Please give a word-for-word repeat of the line containing "Target: kangaroo shadow" and all lines that come after it in the entries below, ending at the last line.

Referring expression pointing data:
★ ★ ★ ★ ★ ★ ★
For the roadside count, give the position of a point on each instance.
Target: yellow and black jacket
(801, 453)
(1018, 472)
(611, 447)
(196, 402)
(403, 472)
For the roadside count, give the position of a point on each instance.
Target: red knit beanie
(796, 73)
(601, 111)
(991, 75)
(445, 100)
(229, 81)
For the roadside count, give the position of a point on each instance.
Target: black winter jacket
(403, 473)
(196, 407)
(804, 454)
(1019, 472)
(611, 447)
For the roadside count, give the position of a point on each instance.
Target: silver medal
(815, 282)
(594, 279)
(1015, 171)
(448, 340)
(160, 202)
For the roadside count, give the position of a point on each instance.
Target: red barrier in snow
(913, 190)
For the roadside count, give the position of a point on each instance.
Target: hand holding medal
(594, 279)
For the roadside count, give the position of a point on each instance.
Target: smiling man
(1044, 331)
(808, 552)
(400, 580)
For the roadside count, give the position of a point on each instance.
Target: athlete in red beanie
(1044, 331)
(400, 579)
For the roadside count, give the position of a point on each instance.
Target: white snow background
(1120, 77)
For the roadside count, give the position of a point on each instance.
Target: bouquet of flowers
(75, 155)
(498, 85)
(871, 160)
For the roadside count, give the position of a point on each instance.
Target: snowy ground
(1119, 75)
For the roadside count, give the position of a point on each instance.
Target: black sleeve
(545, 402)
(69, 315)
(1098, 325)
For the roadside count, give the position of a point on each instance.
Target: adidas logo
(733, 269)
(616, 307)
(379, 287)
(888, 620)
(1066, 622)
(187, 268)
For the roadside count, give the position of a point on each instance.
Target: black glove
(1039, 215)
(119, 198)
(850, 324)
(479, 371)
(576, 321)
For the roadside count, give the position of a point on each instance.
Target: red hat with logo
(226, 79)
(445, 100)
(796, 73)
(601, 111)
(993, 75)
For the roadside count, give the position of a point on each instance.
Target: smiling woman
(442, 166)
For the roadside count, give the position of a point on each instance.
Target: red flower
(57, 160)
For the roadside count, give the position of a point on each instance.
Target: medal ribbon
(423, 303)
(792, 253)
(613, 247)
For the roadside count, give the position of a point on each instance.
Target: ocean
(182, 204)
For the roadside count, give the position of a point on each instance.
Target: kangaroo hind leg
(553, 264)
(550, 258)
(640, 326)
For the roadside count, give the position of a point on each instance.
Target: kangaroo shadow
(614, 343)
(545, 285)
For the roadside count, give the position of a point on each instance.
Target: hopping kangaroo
★ ★ ★ ★ ★ ★ ★
Solution for this task:
Target: kangaroo shadow
(614, 343)
(545, 285)
For the roadside count, give the position of a point on each instance.
Target: hopping kangaroo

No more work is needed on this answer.